> [Document]:
# Nibbles and Baby



## ratvocate (May 15, 2007)

> This Is Baby






[marq=down][/marq]










> This Is Nibbles


[marq=down][/marq]

Here are two of my new ratties. I know they are both Dumbo but can someone tell me the name of their coats? Baby has only the one grey spot on her face. Thanks! Cindy


----------



## Poppyseed (Feb 1, 2007)

I don't know but they are ADORABLE! I love the white with the grey spot, way cute. I would geuss a black eyed white with a topspot perhaps on the first?


----------



## Inesita (Feb 18, 2007)

Super cute!


----------



## ratvocate (May 15, 2007)

Thanks. I just LOVE them to pieces! Tomorrow I am getting my FN and cant wait to see them in it! I of course have to cover it with hardware cloth so they cant slip out.
Ive only had my two sister rats for about 10 days and they already are super friendly and LOVE to come out and hang out on my shoulder. Baby is also way friendly and loves to come out.


----------



## KayRatz (Apr 5, 2007)

> [Extracted data]:
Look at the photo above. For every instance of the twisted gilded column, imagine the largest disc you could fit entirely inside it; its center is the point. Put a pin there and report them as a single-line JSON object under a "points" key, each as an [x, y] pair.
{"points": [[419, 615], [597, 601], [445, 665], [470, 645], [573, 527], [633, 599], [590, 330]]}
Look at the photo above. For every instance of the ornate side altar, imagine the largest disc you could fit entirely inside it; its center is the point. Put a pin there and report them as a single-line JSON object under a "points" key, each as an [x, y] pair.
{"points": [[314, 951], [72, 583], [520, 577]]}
* * *
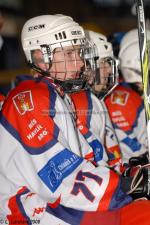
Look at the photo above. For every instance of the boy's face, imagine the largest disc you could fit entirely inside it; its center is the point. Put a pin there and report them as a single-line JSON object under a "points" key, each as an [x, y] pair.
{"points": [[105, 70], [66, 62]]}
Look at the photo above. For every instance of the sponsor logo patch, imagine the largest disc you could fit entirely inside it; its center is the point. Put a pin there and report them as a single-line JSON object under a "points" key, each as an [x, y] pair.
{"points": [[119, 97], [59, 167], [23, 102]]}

> [Exercise brief]: Please quote the Nibbles and Baby thread word for word, starting at "## Poppyseed (Feb" and ending at "Super cute!". Work from the Nibbles and Baby thread alone, not the rows.

> [Solution below]:
## Poppyseed (Feb 1, 2007)

I don't know but they are ADORABLE! I love the white with the grey spot, way cute. I would geuss a black eyed white with a topspot perhaps on the first?


----------



## Inesita (Feb 18, 2007)

Super cute!